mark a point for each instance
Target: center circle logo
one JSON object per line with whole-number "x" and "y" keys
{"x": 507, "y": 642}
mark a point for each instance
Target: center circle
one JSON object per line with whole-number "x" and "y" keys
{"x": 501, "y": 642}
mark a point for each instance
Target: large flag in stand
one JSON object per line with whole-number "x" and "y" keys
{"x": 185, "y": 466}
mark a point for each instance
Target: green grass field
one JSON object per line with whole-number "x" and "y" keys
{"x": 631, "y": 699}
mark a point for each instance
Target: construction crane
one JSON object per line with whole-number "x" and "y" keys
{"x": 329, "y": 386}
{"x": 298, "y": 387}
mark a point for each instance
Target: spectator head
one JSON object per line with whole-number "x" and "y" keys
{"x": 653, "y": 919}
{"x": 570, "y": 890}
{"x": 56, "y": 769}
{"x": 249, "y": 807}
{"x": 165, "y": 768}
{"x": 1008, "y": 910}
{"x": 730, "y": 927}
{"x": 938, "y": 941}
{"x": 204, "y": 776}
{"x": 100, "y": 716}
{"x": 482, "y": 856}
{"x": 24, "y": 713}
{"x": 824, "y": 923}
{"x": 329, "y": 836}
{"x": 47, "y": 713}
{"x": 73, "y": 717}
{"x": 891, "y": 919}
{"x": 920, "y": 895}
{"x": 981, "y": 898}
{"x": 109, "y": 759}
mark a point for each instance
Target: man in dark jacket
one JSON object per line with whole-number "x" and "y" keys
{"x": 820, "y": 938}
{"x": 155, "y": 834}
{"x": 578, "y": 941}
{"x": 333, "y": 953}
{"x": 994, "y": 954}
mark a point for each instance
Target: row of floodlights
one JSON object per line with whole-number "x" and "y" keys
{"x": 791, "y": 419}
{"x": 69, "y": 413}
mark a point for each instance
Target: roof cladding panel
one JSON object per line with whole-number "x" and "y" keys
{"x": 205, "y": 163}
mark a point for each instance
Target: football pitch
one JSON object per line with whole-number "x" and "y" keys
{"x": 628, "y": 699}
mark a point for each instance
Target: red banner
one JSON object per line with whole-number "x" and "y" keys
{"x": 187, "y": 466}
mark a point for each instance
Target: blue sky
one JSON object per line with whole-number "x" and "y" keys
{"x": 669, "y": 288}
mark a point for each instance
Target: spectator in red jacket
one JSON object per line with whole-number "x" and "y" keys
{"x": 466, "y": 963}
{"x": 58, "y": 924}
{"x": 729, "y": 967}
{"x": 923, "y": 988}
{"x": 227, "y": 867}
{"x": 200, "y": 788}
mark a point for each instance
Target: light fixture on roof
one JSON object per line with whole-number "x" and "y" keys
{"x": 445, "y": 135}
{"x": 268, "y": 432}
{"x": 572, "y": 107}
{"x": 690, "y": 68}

Aim:
Give the complete listing a second time, exactly as it reads.

Answer to the exercise:
mark a point for each instance
Target: center circle logo
one JSON object per line with whole-number "x" and "y" keys
{"x": 507, "y": 642}
mark a point for each instance
Target: center circle
one JSON object per line with whole-number "x" and "y" keys
{"x": 501, "y": 642}
mark a point for each instance
Target: large flag in stand
one JSON object per line with whole-number "x" and "y" keys
{"x": 185, "y": 466}
mark a point for each instance
Target: green grass field
one JSON object per line with whole-number "x" and "y" keys
{"x": 631, "y": 699}
mark a point for each instance
Target: construction crane
one JSON object per line with whole-number "x" and "y" keys
{"x": 329, "y": 386}
{"x": 298, "y": 387}
mark a point for each instance
Target: spectator head
one JSON object per line with whole-number "x" and "y" keys
{"x": 653, "y": 919}
{"x": 570, "y": 890}
{"x": 56, "y": 769}
{"x": 249, "y": 807}
{"x": 165, "y": 768}
{"x": 1008, "y": 910}
{"x": 730, "y": 927}
{"x": 938, "y": 941}
{"x": 204, "y": 776}
{"x": 100, "y": 716}
{"x": 482, "y": 856}
{"x": 24, "y": 713}
{"x": 824, "y": 923}
{"x": 329, "y": 836}
{"x": 47, "y": 713}
{"x": 73, "y": 717}
{"x": 891, "y": 919}
{"x": 920, "y": 895}
{"x": 981, "y": 898}
{"x": 109, "y": 759}
mark a point for each instance
Target: man in dark jacket
one JSON object per line with whole-number "x" and "y" keys
{"x": 820, "y": 938}
{"x": 155, "y": 834}
{"x": 578, "y": 941}
{"x": 333, "y": 953}
{"x": 994, "y": 954}
mark a point for each instance
Target: row of floodlights
one JSON object per line with whole-number "x" and "y" keys
{"x": 791, "y": 419}
{"x": 69, "y": 413}
mark a point for each instance
Target: roof cladding panel
one JSON object per line with whole-number "x" and "y" keys
{"x": 205, "y": 163}
mark a point for each instance
Target: football pitch
one JSON object per line with whole-number "x" and "y" keys
{"x": 628, "y": 699}
mark a point for each instance
Target: red banner
one JSON object per line with whole-number "x" and "y" keys
{"x": 187, "y": 466}
mark a point for each instance
Target: blue sky
one JSON object per line with whole-number "x" and "y" keys
{"x": 669, "y": 288}
mark a point for each instance
Target: spectator in red jacket
one JSON object per line with whole-number "x" and "y" keys
{"x": 466, "y": 963}
{"x": 58, "y": 924}
{"x": 729, "y": 967}
{"x": 923, "y": 988}
{"x": 227, "y": 867}
{"x": 200, "y": 788}
mark a point for each instance
Target: light fixture on roof
one JSON object per line with whole-number "x" and "y" keys
{"x": 445, "y": 135}
{"x": 268, "y": 432}
{"x": 572, "y": 107}
{"x": 690, "y": 68}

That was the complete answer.